(BRIEF):
Transcribe every line of the material below without change, apart from dropping the pictures.

(SOURCE MATERIAL):
════════════════
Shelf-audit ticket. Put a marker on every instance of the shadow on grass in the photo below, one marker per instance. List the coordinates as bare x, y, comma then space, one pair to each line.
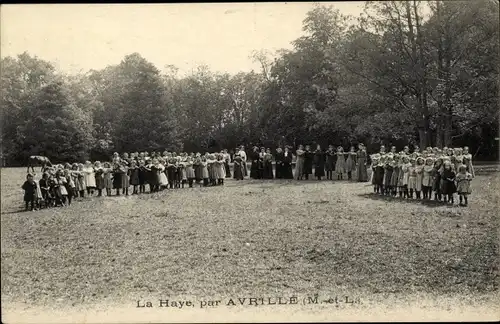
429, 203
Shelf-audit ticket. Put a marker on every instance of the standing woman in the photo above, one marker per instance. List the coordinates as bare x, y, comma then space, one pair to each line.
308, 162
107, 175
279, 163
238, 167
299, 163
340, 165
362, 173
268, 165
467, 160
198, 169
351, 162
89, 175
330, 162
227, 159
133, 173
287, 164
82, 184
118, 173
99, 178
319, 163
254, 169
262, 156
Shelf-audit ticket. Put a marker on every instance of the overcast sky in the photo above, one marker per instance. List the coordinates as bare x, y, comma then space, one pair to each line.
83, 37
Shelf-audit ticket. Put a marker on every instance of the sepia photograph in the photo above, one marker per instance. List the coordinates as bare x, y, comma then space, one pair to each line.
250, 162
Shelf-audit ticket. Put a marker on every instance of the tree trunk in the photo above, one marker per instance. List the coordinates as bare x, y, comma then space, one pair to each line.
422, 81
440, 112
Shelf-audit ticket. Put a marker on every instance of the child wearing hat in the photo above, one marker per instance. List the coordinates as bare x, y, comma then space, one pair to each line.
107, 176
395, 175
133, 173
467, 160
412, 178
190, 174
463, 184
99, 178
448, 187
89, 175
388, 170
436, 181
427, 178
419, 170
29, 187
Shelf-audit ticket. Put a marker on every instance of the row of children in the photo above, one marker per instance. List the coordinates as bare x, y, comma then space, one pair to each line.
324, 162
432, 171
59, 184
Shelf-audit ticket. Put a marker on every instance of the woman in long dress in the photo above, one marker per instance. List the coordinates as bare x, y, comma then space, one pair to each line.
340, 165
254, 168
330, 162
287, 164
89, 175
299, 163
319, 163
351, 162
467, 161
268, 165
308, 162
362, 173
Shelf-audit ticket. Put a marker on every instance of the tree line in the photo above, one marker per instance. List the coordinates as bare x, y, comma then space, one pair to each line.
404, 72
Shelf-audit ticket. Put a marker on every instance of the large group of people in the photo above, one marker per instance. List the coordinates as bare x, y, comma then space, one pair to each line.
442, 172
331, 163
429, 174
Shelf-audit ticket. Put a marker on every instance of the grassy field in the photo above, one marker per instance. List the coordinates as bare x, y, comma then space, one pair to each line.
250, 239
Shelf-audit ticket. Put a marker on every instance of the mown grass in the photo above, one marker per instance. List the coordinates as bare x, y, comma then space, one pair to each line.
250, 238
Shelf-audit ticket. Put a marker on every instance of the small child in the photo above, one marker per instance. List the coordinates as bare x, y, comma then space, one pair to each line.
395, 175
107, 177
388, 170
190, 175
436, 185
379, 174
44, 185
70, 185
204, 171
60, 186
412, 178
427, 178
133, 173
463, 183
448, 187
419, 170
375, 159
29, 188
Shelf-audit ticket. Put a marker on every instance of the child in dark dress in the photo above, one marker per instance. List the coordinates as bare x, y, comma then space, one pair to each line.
════════════════
(OUTPUT OF THE TASK):
Shelf-audit ticket. Put a marker on every instance of the shadow on grass in the photo below, one marker per instance. List the coordinates as bare x, y, comma then space, one pair to each line.
429, 203
Shelf-audit ticket. Put a marker on every instance of the standing woman in the photo above, one marker per instance. List the coordinates as bare x, y, comma then space, one pair to each line.
308, 162
107, 175
279, 163
238, 167
299, 163
340, 165
362, 173
268, 165
467, 160
198, 169
351, 162
89, 175
330, 162
227, 159
133, 173
287, 164
82, 184
118, 173
99, 178
319, 163
254, 169
262, 156
Shelf-audit ticket. Put a marker on every instance of the overcast sky in the photo above, one marker per instance. List the coordinates as bare x, y, comma then space, one pair to each line.
83, 37
Shelf-audit ticket. Put a marker on every instance of the sepia photograph in the photo above, one marker per instance. List the coordinates as bare x, y, comma then space, one pair to each line.
250, 162
Shelf-audit ticket. Put a marker on every instance of the tree trunk in the photo above, one marker per instance. List the coordinates as bare x, y, comma then space, one pair to each line.
422, 81
440, 112
Shelf-audit ticket. Put a marker on every instance of the child wearing hat in the photo above, one marker per instance. List the coordinates as bare x, y, comma then space, one pair to each line.
107, 176
395, 175
133, 173
467, 160
412, 178
190, 174
463, 184
99, 178
448, 187
89, 175
388, 170
436, 181
427, 178
419, 170
29, 187
Shelf-audit ticket. Put a marker on every instance of the row of children in the photo above, one marker per instance. List the coordinates as bare x, y, comma then space, one pair to each line.
324, 162
432, 171
59, 184
Shelf-audit ticket. Put a marker on every instance of the woman in long dress in the photo above, one marker per instance. List the coordinates as bare x, y, comma then space, one pair to each line.
340, 165
254, 168
330, 162
287, 164
89, 175
299, 163
319, 163
351, 162
467, 161
268, 165
308, 162
362, 173
Shelf-audit ticket. Put a marker on every instance of the tree line in the photo above, one marker per instance. List the coordinates as bare x, y, comma then space, one pair to each line.
404, 72
Shelf-audit ticket. Put a marker on every instance of the large group of people in the photo above, one marker per instance. List the coordinates as bare x, y, comma then space, one pair to each line.
442, 172
331, 163
429, 174
Shelf-audit ticket. Put a marker on every instance of the grassy field in the photo above, one marker per instance. List the coordinates as bare x, y, comma then space, one pair to each line.
250, 239
Shelf-audit ticket. Put a marker on every instance of the mown grass in the photo above, one marker per instance. List the coordinates as bare x, y, comma then space, one pair to each line.
250, 238
Shelf-audit ticket. Put a marker on every instance of the small child in the photo above, one marker per instance. List the coordinates as bare x, y, comma then space, one pair to each line.
395, 175
107, 177
388, 170
190, 175
436, 185
379, 174
44, 185
70, 185
204, 171
60, 186
412, 178
427, 178
133, 173
463, 183
448, 187
419, 170
375, 159
29, 188
Shelf-audit ticket. Put a marker on every instance of the child in dark dress in the photo above, one marker per instance. List the coordinates as bare x, y, comma then space, one pair to each line.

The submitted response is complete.